Task description
Wherever the string "instance" shows up in the data below, copy the whole line.
Material to process section start
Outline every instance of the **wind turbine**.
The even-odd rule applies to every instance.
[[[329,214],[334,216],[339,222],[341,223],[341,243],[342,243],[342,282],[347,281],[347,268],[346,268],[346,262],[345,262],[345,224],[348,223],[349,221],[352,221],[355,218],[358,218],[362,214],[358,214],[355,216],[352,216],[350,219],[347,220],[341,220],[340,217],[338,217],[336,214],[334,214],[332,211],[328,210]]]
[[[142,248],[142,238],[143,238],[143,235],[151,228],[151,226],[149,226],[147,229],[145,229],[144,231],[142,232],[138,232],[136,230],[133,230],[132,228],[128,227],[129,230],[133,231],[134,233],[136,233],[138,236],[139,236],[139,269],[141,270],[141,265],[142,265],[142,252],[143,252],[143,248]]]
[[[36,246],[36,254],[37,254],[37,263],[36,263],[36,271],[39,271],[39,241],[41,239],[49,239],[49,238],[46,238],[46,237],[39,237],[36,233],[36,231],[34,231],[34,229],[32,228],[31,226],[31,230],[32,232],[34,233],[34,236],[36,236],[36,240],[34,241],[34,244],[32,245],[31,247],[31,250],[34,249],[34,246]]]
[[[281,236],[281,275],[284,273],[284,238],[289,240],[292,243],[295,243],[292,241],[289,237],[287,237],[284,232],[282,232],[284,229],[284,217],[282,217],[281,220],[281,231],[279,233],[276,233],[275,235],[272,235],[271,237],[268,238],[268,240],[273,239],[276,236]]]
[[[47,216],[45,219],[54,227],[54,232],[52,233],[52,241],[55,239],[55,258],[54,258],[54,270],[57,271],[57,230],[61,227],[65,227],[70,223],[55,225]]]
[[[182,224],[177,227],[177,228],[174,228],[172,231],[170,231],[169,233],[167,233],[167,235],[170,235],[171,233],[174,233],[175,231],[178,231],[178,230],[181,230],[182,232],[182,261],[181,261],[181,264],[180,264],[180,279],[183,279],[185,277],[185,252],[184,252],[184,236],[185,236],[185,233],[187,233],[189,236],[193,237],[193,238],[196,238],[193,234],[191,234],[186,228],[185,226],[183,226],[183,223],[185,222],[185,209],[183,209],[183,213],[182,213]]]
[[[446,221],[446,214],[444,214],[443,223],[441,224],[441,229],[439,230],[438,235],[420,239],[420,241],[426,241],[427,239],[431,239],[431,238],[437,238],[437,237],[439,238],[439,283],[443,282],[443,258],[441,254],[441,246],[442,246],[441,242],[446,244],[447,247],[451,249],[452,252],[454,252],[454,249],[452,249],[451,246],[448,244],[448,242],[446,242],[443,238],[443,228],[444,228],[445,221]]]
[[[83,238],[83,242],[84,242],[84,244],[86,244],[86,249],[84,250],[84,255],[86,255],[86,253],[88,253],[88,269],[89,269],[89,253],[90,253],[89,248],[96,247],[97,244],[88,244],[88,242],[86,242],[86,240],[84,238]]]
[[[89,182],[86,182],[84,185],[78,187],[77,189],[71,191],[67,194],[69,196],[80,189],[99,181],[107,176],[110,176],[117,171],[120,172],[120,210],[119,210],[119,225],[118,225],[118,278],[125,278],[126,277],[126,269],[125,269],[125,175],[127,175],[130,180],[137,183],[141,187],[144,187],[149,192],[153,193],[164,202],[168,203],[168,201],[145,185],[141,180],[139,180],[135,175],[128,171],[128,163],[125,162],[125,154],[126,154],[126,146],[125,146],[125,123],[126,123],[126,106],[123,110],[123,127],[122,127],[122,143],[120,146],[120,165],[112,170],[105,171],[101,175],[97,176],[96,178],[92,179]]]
Material to process section end
Answer to the exercise
Outline every instance of the **wind turbine**.
The even-odd rule applies to every instance.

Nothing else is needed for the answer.